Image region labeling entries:
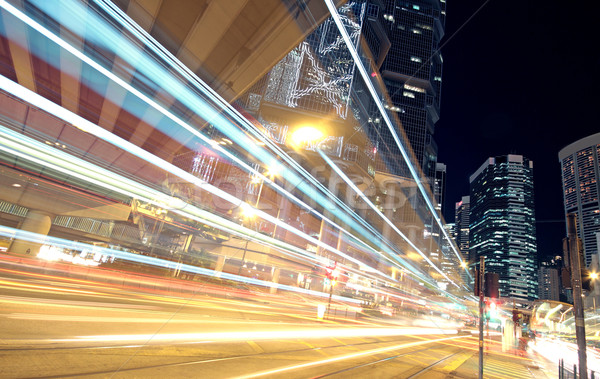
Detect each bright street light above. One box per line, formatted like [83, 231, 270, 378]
[290, 126, 324, 147]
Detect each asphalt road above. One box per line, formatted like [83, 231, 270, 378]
[0, 262, 552, 378]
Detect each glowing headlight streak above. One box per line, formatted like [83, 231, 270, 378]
[324, 0, 463, 264]
[318, 149, 459, 288]
[75, 327, 460, 342]
[16, 1, 386, 260]
[235, 336, 466, 379]
[0, 76, 385, 284]
[2, 2, 460, 296]
[15, 2, 418, 282]
[0, 124, 326, 274]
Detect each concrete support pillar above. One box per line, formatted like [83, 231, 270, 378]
[269, 267, 281, 294]
[8, 210, 54, 256]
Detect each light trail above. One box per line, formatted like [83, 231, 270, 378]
[70, 327, 466, 343]
[0, 2, 466, 302]
[235, 336, 465, 379]
[15, 0, 394, 275]
[12, 2, 454, 292]
[0, 225, 360, 304]
[318, 149, 459, 288]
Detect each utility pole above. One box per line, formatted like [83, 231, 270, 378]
[479, 256, 485, 379]
[567, 213, 587, 379]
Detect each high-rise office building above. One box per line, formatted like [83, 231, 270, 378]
[454, 196, 471, 260]
[558, 133, 600, 266]
[373, 0, 446, 181]
[469, 155, 538, 300]
[433, 163, 446, 215]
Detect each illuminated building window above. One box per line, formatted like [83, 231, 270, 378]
[404, 84, 425, 93]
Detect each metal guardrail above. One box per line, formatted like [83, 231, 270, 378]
[558, 359, 596, 379]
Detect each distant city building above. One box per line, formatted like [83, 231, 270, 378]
[558, 133, 600, 266]
[454, 196, 471, 261]
[367, 0, 446, 181]
[433, 163, 446, 215]
[469, 155, 538, 301]
[440, 223, 464, 275]
[538, 262, 560, 301]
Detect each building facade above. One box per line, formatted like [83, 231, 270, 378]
[538, 262, 560, 301]
[469, 155, 538, 301]
[454, 196, 471, 260]
[369, 0, 446, 182]
[558, 133, 600, 266]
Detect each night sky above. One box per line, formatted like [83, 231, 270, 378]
[434, 0, 600, 259]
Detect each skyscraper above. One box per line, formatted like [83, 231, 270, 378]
[433, 163, 446, 214]
[469, 155, 538, 300]
[380, 0, 446, 184]
[558, 133, 600, 266]
[454, 196, 471, 260]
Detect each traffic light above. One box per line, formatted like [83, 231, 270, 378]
[581, 268, 596, 292]
[513, 309, 521, 324]
[484, 272, 500, 305]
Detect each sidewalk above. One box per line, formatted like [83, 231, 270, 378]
[429, 340, 558, 379]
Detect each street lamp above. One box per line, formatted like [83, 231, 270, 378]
[238, 166, 280, 275]
[290, 126, 325, 148]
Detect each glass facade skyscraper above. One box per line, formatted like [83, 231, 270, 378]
[558, 133, 600, 266]
[469, 155, 538, 301]
[454, 196, 471, 260]
[380, 0, 446, 180]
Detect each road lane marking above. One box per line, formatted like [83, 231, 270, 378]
[246, 341, 265, 354]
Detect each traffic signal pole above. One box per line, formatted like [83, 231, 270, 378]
[479, 256, 485, 379]
[567, 213, 587, 379]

> **Aim**
Rewrite everything from the start of the listing above down to the line containing "[0, 124, 326, 274]", shifting every bounding box coordinate in the answers up by 24 and keeping all other lines as they are. Leave the pictures out.

> **Correct result**
Detect each bright street light above. One box per line, formatted like [83, 231, 270, 378]
[314, 150, 348, 171]
Detect each asphalt road above. One box per line, formatted like [83, 231, 270, 378]
[24, 286, 576, 402]
Detect each glowing headlight streak above. One box per line, formatted like [83, 231, 270, 378]
[348, 24, 487, 288]
[342, 173, 483, 312]
[99, 351, 484, 366]
[40, 25, 410, 284]
[259, 360, 490, 403]
[24, 100, 409, 308]
[26, 26, 484, 320]
[39, 26, 442, 306]
[24, 148, 350, 298]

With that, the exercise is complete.